Dataset entries:
= = = = =

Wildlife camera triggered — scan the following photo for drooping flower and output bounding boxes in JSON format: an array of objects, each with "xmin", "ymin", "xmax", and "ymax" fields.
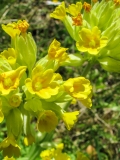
[
  {"xmin": 0, "ymin": 134, "xmax": 21, "ymax": 158},
  {"xmin": 2, "ymin": 20, "xmax": 29, "ymax": 38},
  {"xmin": 62, "ymin": 111, "xmax": 79, "ymax": 130},
  {"xmin": 0, "ymin": 48, "xmax": 17, "ymax": 66},
  {"xmin": 0, "ymin": 66, "xmax": 27, "ymax": 95},
  {"xmin": 37, "ymin": 110, "xmax": 58, "ymax": 132},
  {"xmin": 50, "ymin": 2, "xmax": 66, "ymax": 20},
  {"xmin": 25, "ymin": 65, "xmax": 62, "ymax": 99},
  {"xmin": 63, "ymin": 77, "xmax": 92, "ymax": 108},
  {"xmin": 76, "ymin": 26, "xmax": 108, "ymax": 55}
]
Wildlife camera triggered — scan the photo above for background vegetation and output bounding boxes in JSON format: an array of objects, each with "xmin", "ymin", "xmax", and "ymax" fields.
[{"xmin": 0, "ymin": 0, "xmax": 120, "ymax": 159}]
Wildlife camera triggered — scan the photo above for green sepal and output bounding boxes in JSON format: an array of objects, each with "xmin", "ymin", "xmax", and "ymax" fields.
[
  {"xmin": 15, "ymin": 33, "xmax": 37, "ymax": 75},
  {"xmin": 6, "ymin": 108, "xmax": 23, "ymax": 137},
  {"xmin": 61, "ymin": 53, "xmax": 84, "ymax": 67},
  {"xmin": 0, "ymin": 57, "xmax": 12, "ymax": 73},
  {"xmin": 24, "ymin": 97, "xmax": 43, "ymax": 112}
]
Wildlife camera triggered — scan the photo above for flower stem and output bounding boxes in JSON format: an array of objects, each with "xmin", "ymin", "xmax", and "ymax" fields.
[{"xmin": 81, "ymin": 57, "xmax": 96, "ymax": 77}]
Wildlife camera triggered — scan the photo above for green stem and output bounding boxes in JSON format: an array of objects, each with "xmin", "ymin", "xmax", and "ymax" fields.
[{"xmin": 81, "ymin": 57, "xmax": 96, "ymax": 77}]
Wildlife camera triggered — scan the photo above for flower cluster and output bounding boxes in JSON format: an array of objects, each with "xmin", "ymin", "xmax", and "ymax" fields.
[
  {"xmin": 50, "ymin": 0, "xmax": 120, "ymax": 73},
  {"xmin": 40, "ymin": 143, "xmax": 89, "ymax": 160},
  {"xmin": 0, "ymin": 20, "xmax": 92, "ymax": 158}
]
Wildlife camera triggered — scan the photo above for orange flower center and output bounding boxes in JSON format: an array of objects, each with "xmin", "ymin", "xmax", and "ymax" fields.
[{"xmin": 72, "ymin": 13, "xmax": 82, "ymax": 26}]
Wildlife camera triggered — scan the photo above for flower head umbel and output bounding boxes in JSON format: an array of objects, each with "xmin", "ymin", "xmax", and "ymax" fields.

= = = = =

▸ **YOUR TASK**
Restate exactly, and only, every line from the one that contains "Wildlife camera triggered — scan the photo above for green stem" through the last line of the records.

▸ **ANSWER FOR THIS EXERCISE**
Wildlife camera triggered — scan the photo above for green stem and output bounding boxes in JSON format: an array of objects, each with "xmin", "ymin", "xmax", and "ymax" fields.
[{"xmin": 81, "ymin": 57, "xmax": 96, "ymax": 77}]
Wildlife camera triggered — scan the photo above for flower cluster and output bounding boxes in JSON format: an array of objects, each with "xmin", "ymin", "xmax", and "ymax" fields.
[
  {"xmin": 50, "ymin": 0, "xmax": 120, "ymax": 73},
  {"xmin": 40, "ymin": 143, "xmax": 89, "ymax": 160},
  {"xmin": 0, "ymin": 20, "xmax": 92, "ymax": 158}
]
Wildlife camera triggered — scan the photo above for orange flower center and output bounding boxes in JSON format: an array of objects, each with "xmin", "ymin", "xmax", and "ymax" fields.
[{"xmin": 72, "ymin": 13, "xmax": 82, "ymax": 26}]
Wildlife camera triggered — scan the photo above for flower head umbel and output bounding boxes in JSON format: an array of objects, each with "xmin", "ymin", "xmax", and "ymax" fields.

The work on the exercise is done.